(Point labeling examples)
------------------------------------

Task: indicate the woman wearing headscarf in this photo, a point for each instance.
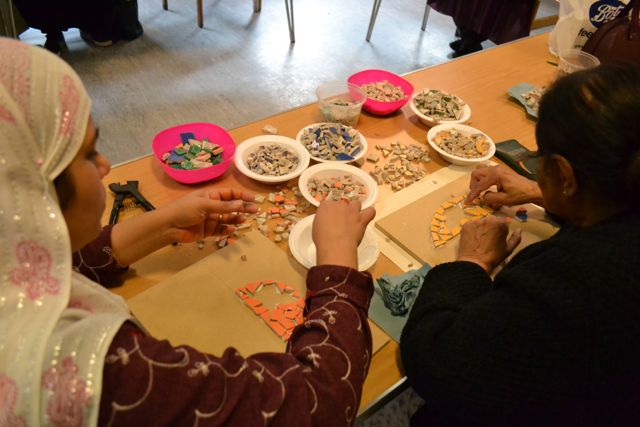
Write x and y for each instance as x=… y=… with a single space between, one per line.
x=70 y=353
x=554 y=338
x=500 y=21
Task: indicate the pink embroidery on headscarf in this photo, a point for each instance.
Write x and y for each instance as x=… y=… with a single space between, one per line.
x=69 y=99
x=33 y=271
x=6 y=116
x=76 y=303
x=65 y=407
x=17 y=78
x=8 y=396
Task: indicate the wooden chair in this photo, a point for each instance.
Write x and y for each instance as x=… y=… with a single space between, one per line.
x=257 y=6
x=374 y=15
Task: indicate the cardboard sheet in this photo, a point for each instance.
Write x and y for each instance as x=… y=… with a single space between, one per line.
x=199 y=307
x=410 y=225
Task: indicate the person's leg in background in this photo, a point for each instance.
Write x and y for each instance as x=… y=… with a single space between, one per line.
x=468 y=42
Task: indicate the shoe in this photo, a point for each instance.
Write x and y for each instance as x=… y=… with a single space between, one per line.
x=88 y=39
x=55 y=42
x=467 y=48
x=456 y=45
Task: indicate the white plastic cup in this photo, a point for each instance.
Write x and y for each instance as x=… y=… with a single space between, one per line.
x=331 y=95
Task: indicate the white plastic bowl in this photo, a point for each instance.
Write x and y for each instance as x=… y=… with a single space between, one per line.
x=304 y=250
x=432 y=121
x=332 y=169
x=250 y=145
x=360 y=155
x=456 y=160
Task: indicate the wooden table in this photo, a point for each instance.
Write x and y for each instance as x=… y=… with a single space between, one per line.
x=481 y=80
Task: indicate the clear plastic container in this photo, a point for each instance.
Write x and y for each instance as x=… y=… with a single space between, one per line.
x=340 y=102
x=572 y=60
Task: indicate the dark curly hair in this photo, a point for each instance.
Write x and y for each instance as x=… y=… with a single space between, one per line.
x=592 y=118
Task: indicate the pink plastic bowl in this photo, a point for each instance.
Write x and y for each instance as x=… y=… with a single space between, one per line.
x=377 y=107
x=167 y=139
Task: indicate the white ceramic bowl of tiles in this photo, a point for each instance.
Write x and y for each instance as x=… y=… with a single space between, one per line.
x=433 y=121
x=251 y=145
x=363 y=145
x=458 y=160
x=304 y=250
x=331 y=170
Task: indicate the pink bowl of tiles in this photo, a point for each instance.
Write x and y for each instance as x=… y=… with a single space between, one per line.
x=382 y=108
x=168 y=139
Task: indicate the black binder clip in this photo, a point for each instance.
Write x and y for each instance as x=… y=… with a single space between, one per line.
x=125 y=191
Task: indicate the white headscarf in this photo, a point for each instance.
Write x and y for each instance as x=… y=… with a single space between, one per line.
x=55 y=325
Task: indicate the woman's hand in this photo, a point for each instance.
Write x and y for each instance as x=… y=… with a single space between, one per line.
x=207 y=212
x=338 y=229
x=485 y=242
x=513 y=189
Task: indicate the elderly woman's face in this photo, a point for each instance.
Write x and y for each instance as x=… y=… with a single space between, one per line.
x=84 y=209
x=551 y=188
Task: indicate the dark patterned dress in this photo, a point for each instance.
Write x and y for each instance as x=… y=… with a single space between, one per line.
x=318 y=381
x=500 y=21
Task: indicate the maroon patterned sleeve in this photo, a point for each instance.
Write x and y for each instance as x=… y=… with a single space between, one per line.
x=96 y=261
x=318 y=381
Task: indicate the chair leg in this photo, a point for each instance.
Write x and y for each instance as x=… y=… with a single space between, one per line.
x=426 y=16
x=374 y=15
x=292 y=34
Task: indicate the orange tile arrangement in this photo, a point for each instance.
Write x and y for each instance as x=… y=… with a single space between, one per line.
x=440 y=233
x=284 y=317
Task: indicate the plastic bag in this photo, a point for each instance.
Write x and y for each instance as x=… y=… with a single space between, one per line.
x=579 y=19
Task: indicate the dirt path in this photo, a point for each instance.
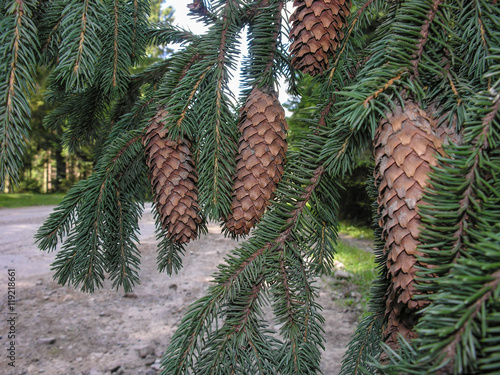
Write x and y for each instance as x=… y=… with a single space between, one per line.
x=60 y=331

------------------------------------

Task statement: Restate each entry word for word, leaving out any pictures.

Reply:
Task: indicate the woman wearing headscarf in this photo, a point for each instance.
Write x and y for each instance as x=… y=… with a single space between, one per line.
x=70 y=353
x=554 y=338
x=500 y=21
Task: indicate the pink embroidery on headscarf in this photo, a point for each instance.
Write x and y for each instance as x=… y=… with a single space between, one per line.
x=69 y=99
x=33 y=271
x=6 y=116
x=76 y=303
x=65 y=407
x=17 y=78
x=8 y=396
Task: indicate the wooden chair in this photo, a point for each instance.
Write x and y for each instance as x=… y=… with a single space between, one per line.
x=257 y=6
x=374 y=15
Task: indicate the cardboard sheet in this photo, a point for each instance.
Write x and y for each instance as x=… y=… with a single space between, one per line.
x=199 y=307
x=410 y=225
Task: indicate the person's leg in background in this photo, a point for each instance.
Write x and y for each instance as x=… y=… with a single space between, one per line.
x=468 y=42
Task: indicate the shoe in this photo, a point for each instance.
Write x and y for each instance as x=… y=… with a single space between, one per line.
x=88 y=39
x=55 y=42
x=467 y=48
x=456 y=45
Task: indicate the white plastic cup in this photo, a point for each instance.
Write x and y for each instance as x=… y=… with a single space between, one per line.
x=331 y=95
Task: indicate the white plastic bowl in this photo, a point for each instance.
Write x and y for each instance as x=… y=… with a single space between, one per line.
x=304 y=250
x=432 y=121
x=332 y=169
x=250 y=145
x=360 y=155
x=456 y=160
Task: indicate the wooden table in this photo, a point for each instance.
Write x and y for each instance as x=… y=… with a single space between, one per line.
x=481 y=80
Task: indicate the clear plastic container in this photo, a point for each instance.
Write x and y for each instance as x=… y=… with a single space between, one per line.
x=340 y=102
x=572 y=60
Task: indicate the dark curly hair in this photo, a point for each instance.
Write x and y for each instance as x=… y=… with a single space between, one per line.
x=592 y=118
Task: indicate the pink plastic bowl in this photo, a point for each instance.
Write x and y for each instance as x=… y=… with a single space between, one per line.
x=377 y=107
x=167 y=139
Task: indicate the white ceramic bowl of tiles in this photo, a point for each instance.
Write x and y for each instance as x=… y=… with a single space between, one per line.
x=433 y=121
x=251 y=145
x=363 y=145
x=458 y=160
x=304 y=250
x=331 y=170
Task: indicate the pink bowl of tiles in this photo, a point for each instance.
Write x and y for each instance as x=… y=… with a single space between, one per line.
x=382 y=108
x=168 y=139
Task: indicate the black binder clip in this photo, a point for each instance.
Write x and y for each instance as x=… y=… with a single space between, one per line.
x=125 y=191
Task: indicate the white headscarf in this photo, a point for each instance.
Write x and y for each instance as x=… y=… with a single space between, one per line.
x=55 y=325
Task: indicate the woman's hand in this photo, a point for each instance.
Write x and y for each instance as x=… y=… with a single space between, one per line.
x=207 y=212
x=338 y=229
x=485 y=242
x=513 y=189
Task: indicate the elderly woman's face in this photo, a point for each instance.
Write x and y for each instance as x=… y=… with a single space between, one per line.
x=84 y=209
x=551 y=188
Task: indicate the dark patterned dress in this photo, a point for each instance.
Write x and y for each instance as x=… y=… with a single space between, one per line.
x=318 y=381
x=500 y=21
Task: indicate the maroon patterned sleeve in this photo, a point for each instance.
Write x and y for each instance as x=… y=… with a single space between, one per line.
x=96 y=261
x=318 y=381
Task: indicate the chair leg in this photo, a point for each instance.
Write x and y for each instance as x=… y=… with a single space between, one per line.
x=426 y=16
x=374 y=15
x=292 y=34
Task: indicate the orange tile arrangement in this photo, a point for each instance.
Write x and y for each instance as x=… y=… with a single space between, one per line.
x=440 y=233
x=284 y=317
Task: indicate the plastic bag in this photo, a point for each instance.
Write x and y for each instance as x=… y=… with a single space between, one per line.
x=579 y=19
Task: indicate the dirt path in this photo, a point for each instance.
Write x and y for each instance as x=… y=… with a single space between, one per line.
x=60 y=331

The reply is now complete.